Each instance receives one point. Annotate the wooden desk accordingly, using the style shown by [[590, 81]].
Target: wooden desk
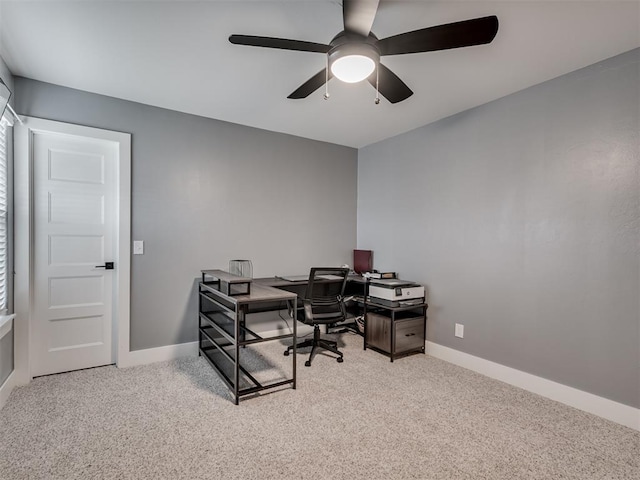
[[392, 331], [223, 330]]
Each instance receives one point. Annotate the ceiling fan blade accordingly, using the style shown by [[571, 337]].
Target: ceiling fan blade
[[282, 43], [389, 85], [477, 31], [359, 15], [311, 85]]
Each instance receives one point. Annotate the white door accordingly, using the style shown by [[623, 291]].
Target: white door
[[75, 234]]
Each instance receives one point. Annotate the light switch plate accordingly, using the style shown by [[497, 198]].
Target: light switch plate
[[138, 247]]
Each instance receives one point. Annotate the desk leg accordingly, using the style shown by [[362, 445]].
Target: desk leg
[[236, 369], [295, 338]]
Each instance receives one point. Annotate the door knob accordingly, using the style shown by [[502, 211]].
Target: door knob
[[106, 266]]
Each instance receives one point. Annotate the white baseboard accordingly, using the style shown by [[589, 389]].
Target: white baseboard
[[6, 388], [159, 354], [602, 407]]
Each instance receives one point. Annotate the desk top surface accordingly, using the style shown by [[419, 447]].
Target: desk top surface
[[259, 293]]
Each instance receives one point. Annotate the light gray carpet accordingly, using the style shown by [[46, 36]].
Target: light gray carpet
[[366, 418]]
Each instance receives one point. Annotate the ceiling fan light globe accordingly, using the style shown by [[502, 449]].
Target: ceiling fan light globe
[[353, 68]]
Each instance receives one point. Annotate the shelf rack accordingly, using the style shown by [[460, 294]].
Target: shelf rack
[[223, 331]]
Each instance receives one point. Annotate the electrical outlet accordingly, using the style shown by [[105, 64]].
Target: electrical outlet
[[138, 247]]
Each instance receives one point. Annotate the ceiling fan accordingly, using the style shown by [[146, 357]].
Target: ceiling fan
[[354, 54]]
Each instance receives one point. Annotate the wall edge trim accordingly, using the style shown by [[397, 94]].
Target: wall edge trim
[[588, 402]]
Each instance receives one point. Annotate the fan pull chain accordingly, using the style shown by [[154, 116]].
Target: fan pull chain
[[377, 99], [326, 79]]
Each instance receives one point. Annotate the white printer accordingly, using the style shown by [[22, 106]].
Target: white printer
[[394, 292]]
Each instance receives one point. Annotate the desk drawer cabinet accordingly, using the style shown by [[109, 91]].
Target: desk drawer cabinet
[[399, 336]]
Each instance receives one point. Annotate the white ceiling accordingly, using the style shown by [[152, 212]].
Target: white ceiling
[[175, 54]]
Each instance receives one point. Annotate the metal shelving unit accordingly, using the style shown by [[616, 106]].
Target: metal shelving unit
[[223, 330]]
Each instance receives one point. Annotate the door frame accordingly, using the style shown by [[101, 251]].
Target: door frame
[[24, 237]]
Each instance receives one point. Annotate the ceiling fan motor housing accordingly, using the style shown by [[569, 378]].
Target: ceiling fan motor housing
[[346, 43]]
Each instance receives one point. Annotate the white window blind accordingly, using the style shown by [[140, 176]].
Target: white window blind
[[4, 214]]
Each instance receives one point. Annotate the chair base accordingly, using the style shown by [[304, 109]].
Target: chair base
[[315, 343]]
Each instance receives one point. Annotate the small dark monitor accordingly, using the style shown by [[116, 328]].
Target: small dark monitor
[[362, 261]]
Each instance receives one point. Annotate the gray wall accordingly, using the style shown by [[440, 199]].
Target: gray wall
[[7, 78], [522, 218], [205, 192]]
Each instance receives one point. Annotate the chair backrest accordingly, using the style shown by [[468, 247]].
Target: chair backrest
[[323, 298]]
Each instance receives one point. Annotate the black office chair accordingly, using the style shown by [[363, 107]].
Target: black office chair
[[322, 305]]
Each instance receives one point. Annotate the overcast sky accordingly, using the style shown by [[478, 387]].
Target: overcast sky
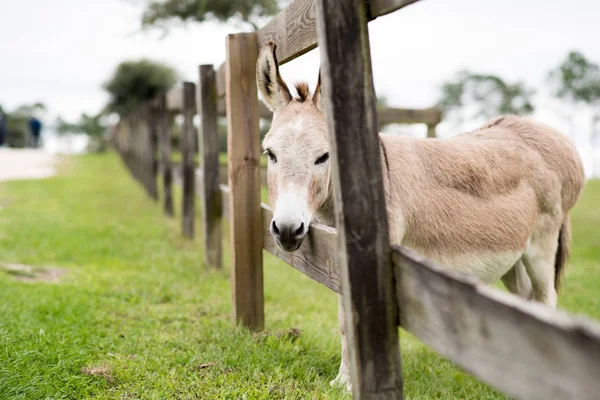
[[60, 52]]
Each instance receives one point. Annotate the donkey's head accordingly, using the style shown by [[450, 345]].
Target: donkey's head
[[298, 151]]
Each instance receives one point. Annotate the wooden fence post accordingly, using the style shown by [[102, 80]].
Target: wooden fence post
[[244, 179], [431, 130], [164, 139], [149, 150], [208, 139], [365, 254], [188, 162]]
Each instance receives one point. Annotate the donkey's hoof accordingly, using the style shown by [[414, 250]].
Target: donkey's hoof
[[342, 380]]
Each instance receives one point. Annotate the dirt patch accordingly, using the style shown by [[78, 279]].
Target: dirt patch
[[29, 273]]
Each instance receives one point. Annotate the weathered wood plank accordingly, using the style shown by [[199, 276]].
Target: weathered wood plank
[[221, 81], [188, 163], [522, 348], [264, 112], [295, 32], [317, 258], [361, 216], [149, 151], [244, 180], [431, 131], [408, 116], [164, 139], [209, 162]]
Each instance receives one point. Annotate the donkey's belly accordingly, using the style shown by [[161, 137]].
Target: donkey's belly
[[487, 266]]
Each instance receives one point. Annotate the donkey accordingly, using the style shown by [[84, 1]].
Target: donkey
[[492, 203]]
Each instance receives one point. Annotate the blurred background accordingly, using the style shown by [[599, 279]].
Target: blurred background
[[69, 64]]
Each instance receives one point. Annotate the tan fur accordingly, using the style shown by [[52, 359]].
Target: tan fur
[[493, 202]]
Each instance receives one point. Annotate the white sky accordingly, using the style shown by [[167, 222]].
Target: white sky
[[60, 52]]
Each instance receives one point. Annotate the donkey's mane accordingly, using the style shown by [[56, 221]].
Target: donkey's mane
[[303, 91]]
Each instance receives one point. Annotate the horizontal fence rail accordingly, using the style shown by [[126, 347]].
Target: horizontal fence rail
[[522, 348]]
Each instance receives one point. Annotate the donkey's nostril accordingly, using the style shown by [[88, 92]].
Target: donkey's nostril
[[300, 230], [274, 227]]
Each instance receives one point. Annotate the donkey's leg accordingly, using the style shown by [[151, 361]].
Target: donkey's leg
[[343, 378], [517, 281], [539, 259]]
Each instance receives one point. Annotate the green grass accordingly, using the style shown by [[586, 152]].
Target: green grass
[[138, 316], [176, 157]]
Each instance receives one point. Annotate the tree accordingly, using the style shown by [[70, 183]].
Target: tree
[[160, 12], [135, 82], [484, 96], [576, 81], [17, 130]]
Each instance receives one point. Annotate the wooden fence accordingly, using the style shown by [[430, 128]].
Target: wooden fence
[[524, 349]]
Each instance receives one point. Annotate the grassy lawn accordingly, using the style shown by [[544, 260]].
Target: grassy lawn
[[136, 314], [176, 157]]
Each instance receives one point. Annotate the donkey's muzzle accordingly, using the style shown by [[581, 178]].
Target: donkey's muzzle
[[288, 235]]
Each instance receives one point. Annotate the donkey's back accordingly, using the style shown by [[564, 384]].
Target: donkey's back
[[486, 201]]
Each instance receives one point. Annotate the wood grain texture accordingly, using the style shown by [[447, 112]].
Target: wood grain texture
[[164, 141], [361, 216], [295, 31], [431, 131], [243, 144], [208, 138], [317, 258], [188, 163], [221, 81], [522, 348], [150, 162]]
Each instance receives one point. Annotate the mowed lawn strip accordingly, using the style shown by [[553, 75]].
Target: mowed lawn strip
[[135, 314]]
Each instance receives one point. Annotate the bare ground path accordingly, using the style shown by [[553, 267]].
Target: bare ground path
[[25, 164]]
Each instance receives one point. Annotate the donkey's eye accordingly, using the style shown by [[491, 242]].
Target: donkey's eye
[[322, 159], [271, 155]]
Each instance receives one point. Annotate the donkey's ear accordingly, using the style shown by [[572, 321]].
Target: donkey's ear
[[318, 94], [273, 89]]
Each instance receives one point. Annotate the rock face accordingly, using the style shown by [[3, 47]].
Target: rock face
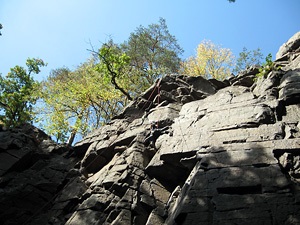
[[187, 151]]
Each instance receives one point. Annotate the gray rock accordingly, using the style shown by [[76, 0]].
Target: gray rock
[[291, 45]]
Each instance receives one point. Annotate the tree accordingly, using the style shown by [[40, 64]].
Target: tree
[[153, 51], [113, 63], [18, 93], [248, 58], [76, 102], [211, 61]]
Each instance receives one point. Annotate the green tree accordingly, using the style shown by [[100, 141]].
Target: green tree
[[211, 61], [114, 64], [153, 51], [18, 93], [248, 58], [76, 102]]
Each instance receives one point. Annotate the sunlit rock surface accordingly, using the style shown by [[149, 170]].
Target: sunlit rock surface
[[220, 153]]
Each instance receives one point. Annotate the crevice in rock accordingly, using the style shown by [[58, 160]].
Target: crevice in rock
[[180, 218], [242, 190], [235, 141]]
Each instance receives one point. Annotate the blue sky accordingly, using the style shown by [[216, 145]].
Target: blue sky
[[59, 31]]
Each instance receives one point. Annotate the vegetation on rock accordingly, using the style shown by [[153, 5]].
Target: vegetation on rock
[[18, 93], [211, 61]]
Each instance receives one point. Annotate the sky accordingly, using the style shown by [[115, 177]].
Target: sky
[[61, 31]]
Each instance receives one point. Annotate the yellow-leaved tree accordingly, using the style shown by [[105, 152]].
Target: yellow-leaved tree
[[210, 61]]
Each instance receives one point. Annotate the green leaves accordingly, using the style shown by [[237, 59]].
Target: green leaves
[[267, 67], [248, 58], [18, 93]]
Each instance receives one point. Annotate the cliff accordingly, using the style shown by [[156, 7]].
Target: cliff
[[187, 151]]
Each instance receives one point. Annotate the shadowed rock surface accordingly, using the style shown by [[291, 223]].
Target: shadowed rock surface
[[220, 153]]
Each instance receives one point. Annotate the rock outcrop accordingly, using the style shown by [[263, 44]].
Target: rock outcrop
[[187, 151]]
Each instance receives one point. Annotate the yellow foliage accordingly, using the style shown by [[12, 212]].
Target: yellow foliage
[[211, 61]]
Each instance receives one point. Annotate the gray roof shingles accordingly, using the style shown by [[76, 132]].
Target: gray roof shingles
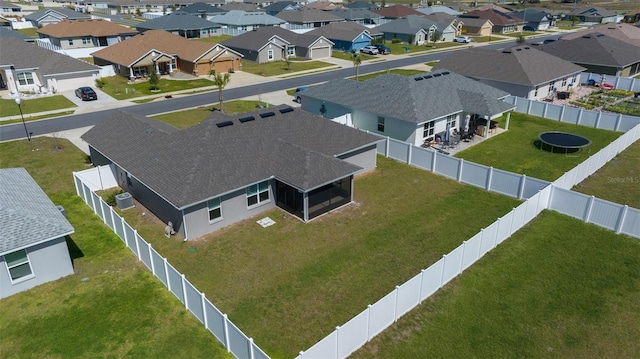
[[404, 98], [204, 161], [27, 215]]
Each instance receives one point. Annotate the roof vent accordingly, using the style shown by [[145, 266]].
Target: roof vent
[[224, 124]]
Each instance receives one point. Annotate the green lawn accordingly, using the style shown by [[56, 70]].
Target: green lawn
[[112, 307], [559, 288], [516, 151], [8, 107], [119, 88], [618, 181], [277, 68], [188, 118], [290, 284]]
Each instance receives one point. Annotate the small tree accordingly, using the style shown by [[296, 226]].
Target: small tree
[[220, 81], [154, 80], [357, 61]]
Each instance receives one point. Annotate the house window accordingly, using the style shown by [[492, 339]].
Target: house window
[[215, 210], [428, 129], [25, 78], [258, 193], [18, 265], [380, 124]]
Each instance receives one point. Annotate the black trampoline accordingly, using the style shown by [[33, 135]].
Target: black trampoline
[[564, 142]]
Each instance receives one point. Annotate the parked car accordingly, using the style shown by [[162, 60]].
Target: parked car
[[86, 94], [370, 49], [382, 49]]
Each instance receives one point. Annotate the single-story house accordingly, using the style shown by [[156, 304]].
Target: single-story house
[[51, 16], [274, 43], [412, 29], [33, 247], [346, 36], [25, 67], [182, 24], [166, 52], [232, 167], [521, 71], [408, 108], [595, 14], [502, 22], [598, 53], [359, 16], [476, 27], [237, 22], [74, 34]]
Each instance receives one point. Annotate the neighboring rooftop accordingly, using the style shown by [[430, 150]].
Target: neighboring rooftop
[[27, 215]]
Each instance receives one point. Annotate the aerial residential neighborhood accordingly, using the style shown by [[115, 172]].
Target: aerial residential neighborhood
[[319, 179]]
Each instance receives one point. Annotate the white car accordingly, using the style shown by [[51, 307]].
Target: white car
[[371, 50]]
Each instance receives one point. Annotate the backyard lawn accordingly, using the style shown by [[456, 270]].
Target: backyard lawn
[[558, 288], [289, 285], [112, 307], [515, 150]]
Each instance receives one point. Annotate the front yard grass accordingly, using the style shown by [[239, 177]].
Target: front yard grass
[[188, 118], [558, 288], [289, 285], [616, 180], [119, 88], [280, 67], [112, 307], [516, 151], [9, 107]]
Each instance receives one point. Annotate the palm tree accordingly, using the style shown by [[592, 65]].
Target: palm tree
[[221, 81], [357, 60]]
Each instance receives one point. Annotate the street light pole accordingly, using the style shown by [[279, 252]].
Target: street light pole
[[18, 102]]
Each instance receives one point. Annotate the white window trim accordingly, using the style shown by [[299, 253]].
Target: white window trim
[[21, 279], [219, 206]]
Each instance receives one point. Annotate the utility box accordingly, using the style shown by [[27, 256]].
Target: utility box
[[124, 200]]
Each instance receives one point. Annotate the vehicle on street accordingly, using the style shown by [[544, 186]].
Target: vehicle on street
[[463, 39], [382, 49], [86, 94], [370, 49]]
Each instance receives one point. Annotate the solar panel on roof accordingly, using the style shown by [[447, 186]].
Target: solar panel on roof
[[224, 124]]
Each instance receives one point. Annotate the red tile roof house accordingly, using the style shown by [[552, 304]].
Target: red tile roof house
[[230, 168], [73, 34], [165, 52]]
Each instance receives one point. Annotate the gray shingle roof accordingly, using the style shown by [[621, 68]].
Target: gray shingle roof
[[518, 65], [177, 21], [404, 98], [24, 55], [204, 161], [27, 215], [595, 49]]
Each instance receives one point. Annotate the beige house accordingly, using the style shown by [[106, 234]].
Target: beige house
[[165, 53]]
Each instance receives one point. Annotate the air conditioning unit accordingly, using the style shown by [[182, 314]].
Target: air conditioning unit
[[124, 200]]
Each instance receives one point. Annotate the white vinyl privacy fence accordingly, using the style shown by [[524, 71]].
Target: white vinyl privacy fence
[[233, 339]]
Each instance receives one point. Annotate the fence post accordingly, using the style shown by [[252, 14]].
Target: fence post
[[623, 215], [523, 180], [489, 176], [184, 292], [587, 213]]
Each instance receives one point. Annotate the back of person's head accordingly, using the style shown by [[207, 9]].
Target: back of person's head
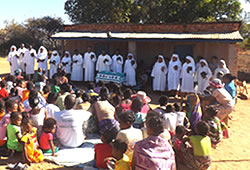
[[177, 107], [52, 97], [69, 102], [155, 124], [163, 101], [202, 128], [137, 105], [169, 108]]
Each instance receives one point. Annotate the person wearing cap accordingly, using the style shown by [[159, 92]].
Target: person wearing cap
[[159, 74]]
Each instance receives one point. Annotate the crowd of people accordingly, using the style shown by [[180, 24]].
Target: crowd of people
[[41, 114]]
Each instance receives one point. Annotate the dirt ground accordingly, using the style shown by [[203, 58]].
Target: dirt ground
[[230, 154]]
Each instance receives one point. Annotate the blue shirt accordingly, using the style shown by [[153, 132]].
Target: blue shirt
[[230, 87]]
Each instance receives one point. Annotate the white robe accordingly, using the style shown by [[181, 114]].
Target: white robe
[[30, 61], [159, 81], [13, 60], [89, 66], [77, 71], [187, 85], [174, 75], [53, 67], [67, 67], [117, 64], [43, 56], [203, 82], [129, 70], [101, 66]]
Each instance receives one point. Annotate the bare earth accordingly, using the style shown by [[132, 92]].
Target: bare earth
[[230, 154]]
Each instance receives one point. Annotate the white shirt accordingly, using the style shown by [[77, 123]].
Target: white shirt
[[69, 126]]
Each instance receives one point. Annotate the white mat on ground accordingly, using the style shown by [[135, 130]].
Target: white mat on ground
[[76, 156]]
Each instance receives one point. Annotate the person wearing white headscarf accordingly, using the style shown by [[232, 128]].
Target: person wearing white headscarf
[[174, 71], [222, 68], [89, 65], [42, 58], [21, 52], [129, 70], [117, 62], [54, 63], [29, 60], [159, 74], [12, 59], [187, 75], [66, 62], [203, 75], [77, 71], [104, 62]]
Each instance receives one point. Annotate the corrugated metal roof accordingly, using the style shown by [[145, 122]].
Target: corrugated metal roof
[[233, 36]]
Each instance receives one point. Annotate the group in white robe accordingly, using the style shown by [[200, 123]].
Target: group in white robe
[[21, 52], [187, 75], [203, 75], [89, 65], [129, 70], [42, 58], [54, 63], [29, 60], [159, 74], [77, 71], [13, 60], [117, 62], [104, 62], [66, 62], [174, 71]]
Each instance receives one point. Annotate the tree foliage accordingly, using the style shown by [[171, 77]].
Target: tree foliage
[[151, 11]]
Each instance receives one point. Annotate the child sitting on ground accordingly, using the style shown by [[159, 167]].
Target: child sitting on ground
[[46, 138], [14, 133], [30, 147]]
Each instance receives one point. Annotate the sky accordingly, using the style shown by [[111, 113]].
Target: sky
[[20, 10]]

········

WHAT THE EXERCISE ASKS:
Put the lines of the records above, from the line with "Each instance receives one point. Annotate the white printer" up to and including the line with "[[399, 336]]", into a Markdown table with the columns Row and Line, skipping any blank lines.

WORKED SOLUTION:
| Row | Line |
|---|---|
| 1 | Each instance receives one point. Annotate the white printer accordingly, using the style shown by [[22, 106]]. |
| 2 | Target: white printer |
| 3 | [[394, 292]] |
| 4 | Each instance receives one point. Annotate the desk drawer cabinet accordingly, using the style shown by [[109, 91]]. |
| 5 | Target: desk drawer cabinet |
| 6 | [[399, 336]] |